> Stored records

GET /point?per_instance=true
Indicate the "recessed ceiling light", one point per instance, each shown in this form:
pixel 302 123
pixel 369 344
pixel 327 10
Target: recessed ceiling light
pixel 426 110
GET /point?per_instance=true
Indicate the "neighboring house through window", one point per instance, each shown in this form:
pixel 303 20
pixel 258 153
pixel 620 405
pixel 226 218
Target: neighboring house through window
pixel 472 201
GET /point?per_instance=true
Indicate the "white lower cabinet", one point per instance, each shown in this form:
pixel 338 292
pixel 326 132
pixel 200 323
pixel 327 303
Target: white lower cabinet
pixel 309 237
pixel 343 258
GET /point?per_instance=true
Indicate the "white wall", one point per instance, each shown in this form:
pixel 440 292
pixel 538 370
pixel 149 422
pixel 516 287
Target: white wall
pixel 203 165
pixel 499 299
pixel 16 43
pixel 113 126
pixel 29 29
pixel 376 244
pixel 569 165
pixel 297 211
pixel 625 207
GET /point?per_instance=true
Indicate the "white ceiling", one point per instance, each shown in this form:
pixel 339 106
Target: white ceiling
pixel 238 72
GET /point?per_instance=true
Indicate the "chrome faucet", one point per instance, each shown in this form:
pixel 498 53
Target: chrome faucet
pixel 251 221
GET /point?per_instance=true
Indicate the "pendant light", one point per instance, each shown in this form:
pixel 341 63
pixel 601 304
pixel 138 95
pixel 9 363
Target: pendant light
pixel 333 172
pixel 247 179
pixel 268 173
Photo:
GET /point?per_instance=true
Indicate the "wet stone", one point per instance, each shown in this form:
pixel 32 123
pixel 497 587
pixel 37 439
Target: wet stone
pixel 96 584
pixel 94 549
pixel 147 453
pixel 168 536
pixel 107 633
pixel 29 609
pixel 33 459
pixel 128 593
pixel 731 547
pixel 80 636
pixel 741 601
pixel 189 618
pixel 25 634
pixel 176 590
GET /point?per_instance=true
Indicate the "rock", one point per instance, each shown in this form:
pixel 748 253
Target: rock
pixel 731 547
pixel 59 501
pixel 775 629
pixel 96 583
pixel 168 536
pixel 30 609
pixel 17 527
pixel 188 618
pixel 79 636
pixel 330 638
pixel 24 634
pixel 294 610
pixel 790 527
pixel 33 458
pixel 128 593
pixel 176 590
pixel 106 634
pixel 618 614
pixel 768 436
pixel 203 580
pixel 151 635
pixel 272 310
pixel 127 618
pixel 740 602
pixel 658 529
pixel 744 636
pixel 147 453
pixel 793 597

> What the task asks
Revise all of the entries above, substituting "Locate" for every occurrence of "Indicate" and leaving everything else unchanged.

> Solution to this exercise
GET /point?per_instance=true
Locate the "recessed ceiling light", one point per instance, each shown in this form:
pixel 302 123
pixel 369 344
pixel 327 10
Target: recessed ceiling light
pixel 426 110
GET /point?per_instance=true
Locate the "neighboring house through window", one point per instance, each shown in this form:
pixel 303 20
pixel 258 153
pixel 620 405
pixel 226 218
Target: neighboring house through window
pixel 472 201
GET /point?per_instance=true
Locate the "white lower cabinet", one point per instance, each shown in this form:
pixel 338 292
pixel 326 132
pixel 200 323
pixel 327 303
Target: white lower cabinet
pixel 309 237
pixel 343 258
GET /point?per_instance=true
Locate the "white wall", one point per instance, each shown in this form:
pixel 440 292
pixel 538 370
pixel 149 422
pixel 516 287
Target: white wall
pixel 203 165
pixel 499 299
pixel 16 43
pixel 113 126
pixel 29 29
pixel 376 244
pixel 569 165
pixel 297 211
pixel 625 207
GET /point?per_instance=true
Locate the "white ceiling", one point per instance, each shown in this form:
pixel 339 106
Target: white ceiling
pixel 238 72
GET /point?per_instance=true
Locate the "chrome faucet", one point per instance, each shown in this form:
pixel 498 53
Target: chrome faucet
pixel 251 221
GET /point?per_instance=true
Locate the "pendant light", one point per instance, each shown in this form:
pixel 341 63
pixel 601 304
pixel 138 95
pixel 9 363
Target: pendant light
pixel 333 172
pixel 247 179
pixel 268 173
Photo:
GET /point?per_instance=true
Locate the "wet stone", one point per instance, each shown in this form:
pixel 32 123
pixel 497 587
pixel 37 439
Target: wet stone
pixel 96 584
pixel 94 549
pixel 147 453
pixel 168 536
pixel 107 633
pixel 29 609
pixel 33 459
pixel 128 593
pixel 731 547
pixel 80 636
pixel 741 601
pixel 189 618
pixel 25 634
pixel 176 590
GET /point?per_instance=true
Locate the "rock", one point per instance, each shown in this form:
pixel 748 253
Target: rock
pixel 731 547
pixel 59 501
pixel 775 629
pixel 96 583
pixel 168 536
pixel 30 609
pixel 17 527
pixel 188 618
pixel 79 636
pixel 330 638
pixel 24 634
pixel 294 610
pixel 790 527
pixel 33 458
pixel 128 593
pixel 176 590
pixel 106 634
pixel 618 614
pixel 768 436
pixel 203 580
pixel 151 635
pixel 272 310
pixel 127 618
pixel 740 602
pixel 658 529
pixel 744 636
pixel 147 453
pixel 793 597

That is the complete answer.